• EXTRACT PROVIDED
· · · ·

The benefits go on and on. Just finished a course of antibiotics? Be sure to get some yoghurt -- it will replace and balance the bacteria in your intestinal system. Diarrhea keeping you tied to the toilet? Get yoghurt -- it has been used for centuries to relieve that particular malady. Lactose intolerant? Get your protein and calcium safely here -- the probiotics produce lactase which breaks down the nasty lactose that makes you so uncomfortable, before it can reach your intestines.

In providing all these benefits and more, these probiotic bacteria truly live up to the Latin roots of their name -- "for life". So young or old or anywhere in between, make yoghurt an integral part of your daily diet, and you too can embody the Trekkian mandate: "Live Long and Prosper!"

All Yoghurts Are Not Created Equal

Twenty years ago, you would have been hard-pressed to find more than one or two options for yoghurt in your market. Now, a dizzying array of choices will overwhelm you in your local dairy case. So let me offer a few suggestions to clear away the clutter and steer you to the most beneficial choices.

It all boils down to -- read the label.

Ingredients. Ideally, you want nothing in there but milk and live cultures. The more "other things" there are, the fewer benefits. Fruit, sugar, pectin, corn syrup, artificial sweeteners -- these all crowd out the active cultures and add empty calories. It's best to make your own additions if you need to -- a drizzle of honey or a few drops of vanilla extract or a bit of chopped fresh fruit. My personal favorite is a teaspoon of Hungarian acacia honey and a handful of blueberries from the farmers market!

Live Cultures. Make sure the "LAC" (Live and Active Cultures) seal appears on the label, and that the product is not "heat treated" -- that process destroys most of the beneficial bacteria. And the more different bacterial cultures listed on the label, the better.

Fat Content. This is a matter of dietary needs and choice. Whole, low-fat, non-fat - choose according to your own personal needs. My personal favorite is Chobani all-natural non-fat Greek yoghurt; it's gratifyingly thick, not too tangy, and has tons of protein.

And of course, be sure to check the expiration date.

Now, on to the kitchen!

· · · ·

• SUPPLIED MATERIAL
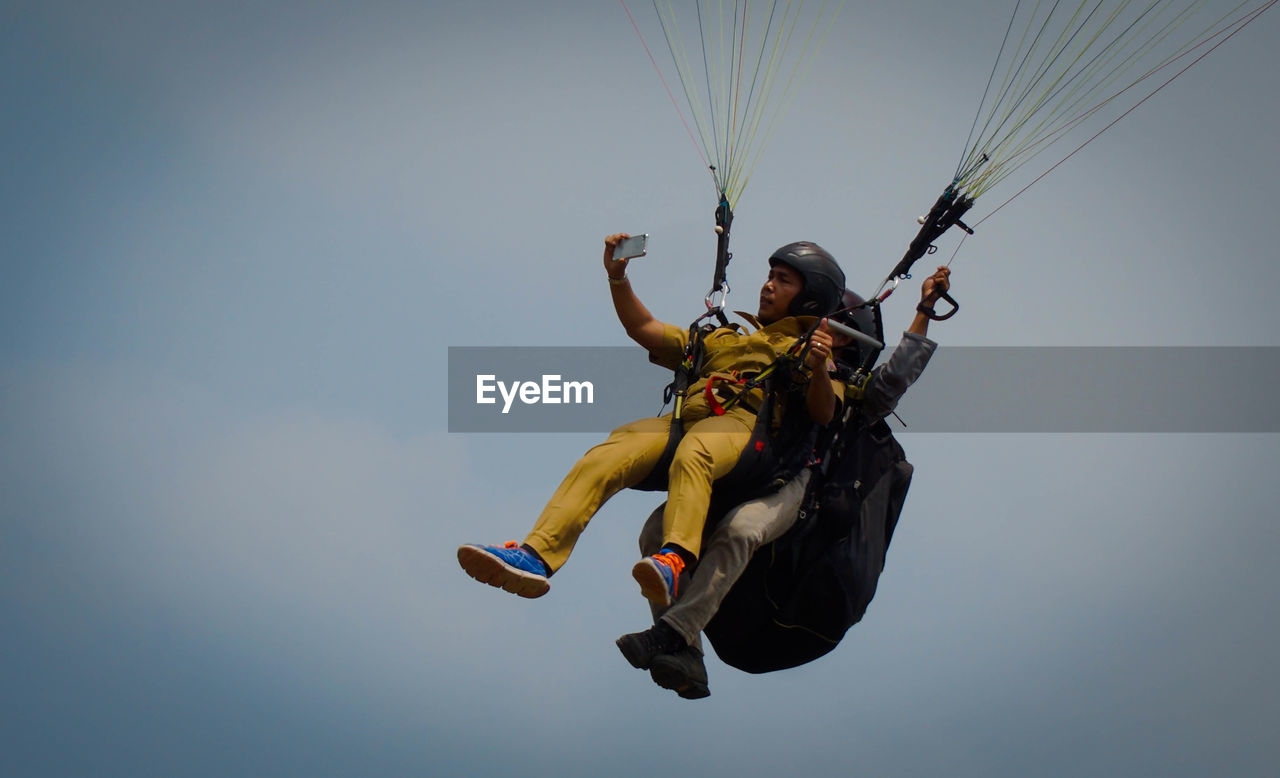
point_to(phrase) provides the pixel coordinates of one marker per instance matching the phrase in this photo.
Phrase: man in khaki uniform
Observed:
(804, 280)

· · · ·

• DIRECTIONS FOR THIS TASK
Check three statements against the yoghurt passage: (a) heat treatment destroys most of the beneficial bacteria in yoghurt; (b) everyone should pick non-fat yoghurt; (c) the fewer bacterial cultures a label lists, the better. For each, answer yes or no and quote the words of the passage that decide it.

• RESPONSE TO THIS TASK
(a) Yes: "that process destroys most of the beneficial bacteria"
(b) No: "choose according to your own personal needs"
(c) No: "the more different bacterial cultures listed on the label, the better"